Collected data entries

════

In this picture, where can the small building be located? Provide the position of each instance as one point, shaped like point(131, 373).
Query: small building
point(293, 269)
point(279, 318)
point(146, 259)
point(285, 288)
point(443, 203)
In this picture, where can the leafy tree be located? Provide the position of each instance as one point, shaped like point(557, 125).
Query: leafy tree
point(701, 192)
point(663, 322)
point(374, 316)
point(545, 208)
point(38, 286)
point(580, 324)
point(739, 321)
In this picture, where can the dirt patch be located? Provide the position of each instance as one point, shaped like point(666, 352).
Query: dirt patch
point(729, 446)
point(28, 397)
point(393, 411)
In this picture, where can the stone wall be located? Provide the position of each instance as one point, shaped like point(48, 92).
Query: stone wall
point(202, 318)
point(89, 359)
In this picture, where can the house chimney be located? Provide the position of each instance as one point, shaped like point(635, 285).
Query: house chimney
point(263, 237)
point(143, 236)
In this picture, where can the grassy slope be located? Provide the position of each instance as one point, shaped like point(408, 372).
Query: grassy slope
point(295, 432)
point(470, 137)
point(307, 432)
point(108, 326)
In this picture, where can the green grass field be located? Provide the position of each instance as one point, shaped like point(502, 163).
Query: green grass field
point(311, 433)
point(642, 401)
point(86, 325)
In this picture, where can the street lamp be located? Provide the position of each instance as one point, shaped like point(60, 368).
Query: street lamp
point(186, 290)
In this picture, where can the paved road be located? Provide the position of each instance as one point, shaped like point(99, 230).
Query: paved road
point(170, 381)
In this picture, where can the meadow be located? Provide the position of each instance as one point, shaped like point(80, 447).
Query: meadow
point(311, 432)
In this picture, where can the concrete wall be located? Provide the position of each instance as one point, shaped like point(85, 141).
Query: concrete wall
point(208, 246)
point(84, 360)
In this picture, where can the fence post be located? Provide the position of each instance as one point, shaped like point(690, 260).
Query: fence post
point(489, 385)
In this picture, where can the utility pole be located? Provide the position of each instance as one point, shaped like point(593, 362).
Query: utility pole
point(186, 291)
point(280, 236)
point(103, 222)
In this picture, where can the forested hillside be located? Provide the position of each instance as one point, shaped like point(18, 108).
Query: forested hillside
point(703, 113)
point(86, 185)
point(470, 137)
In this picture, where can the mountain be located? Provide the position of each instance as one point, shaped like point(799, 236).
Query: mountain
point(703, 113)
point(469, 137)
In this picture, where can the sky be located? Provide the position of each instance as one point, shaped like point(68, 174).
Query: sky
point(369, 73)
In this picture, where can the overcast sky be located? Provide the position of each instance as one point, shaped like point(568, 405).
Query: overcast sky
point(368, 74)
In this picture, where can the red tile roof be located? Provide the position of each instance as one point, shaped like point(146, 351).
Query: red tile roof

════

Return the whole of the data, character for character.

- [Result below]:
In this picture, where can the small building be located? Provide the position of each instance as one point, shaped like point(131, 373).
Query: small building
point(293, 269)
point(279, 318)
point(146, 259)
point(285, 288)
point(443, 203)
In this picture, where can the leafy tree be located? Provide the position of each instance as one point, shaped like point(557, 125).
Query: leafy tree
point(701, 192)
point(663, 322)
point(374, 316)
point(545, 208)
point(38, 286)
point(580, 324)
point(739, 321)
In this picture, where can the dirt patch be located? Provide the position of each instance as one point, shaped like point(666, 352).
Query: dirt patch
point(729, 446)
point(28, 397)
point(393, 411)
In this picture, where can the stone wall be located? Provide the position of each instance as one point, shaped like point(48, 92).
Query: stone wall
point(202, 318)
point(89, 359)
In this picture, where can the house chimney be located? Provide the position of each instance as one point, shaped like point(635, 285).
Query: house chimney
point(263, 237)
point(143, 236)
In this picture, where can the grassy slope be located? Provide the position of each instance as one point, shaped like point(408, 372).
Query: grassy slope
point(295, 432)
point(470, 137)
point(307, 432)
point(108, 326)
In this picture, where can the green grass field be located? Provide the position of each instance as one point, shaped like point(502, 163).
Query: green grass field
point(311, 433)
point(642, 401)
point(86, 325)
In this picture, where can the street lamp be located? Provide the position of each instance as one point, shaped like point(60, 368).
Query: street lamp
point(186, 290)
In this picture, where can the paved road be located? Provide the position of each instance as one point, shaped like point(99, 230).
Query: paved road
point(170, 381)
In this picture, where can the meadow be located? Provide the position of each instance as one point, shaped like point(80, 447).
Query: meadow
point(311, 432)
In this picture, where can the concrete wall be located? Provide the position of each instance as one point, shaped like point(85, 141).
Query: concrete wall
point(208, 246)
point(84, 360)
In this picture, where can the fence post be located? Provide the position of each instance as one point, shaped like point(690, 260).
Query: fence post
point(489, 385)
In this picture, where can the utility pole be located? Provide the position of each instance as one point, shaped like point(593, 362).
Query: utility pole
point(186, 291)
point(280, 236)
point(103, 222)
In this picture, where can the forested hillside be located? Provide the position of each instance as one point, shaped like point(18, 108).
Query: forested hillside
point(703, 113)
point(86, 185)
point(470, 137)
In this picture, where can the mountain be located? Provide the position of each instance as one point, shaped like point(799, 236).
Query: mountain
point(703, 113)
point(469, 137)
In this picture, where can the sky be located? Provide the position of each instance as one point, shaped like point(68, 174).
Query: sky
point(369, 73)
In this picture, where can the overcast sky be located? Provide the position of each instance as one point, shaped like point(568, 405).
Query: overcast sky
point(368, 74)
In this picture, where can the red tile roof be located? Provide the position of each instance as one point, shaped like point(146, 351).
Query: red tile roof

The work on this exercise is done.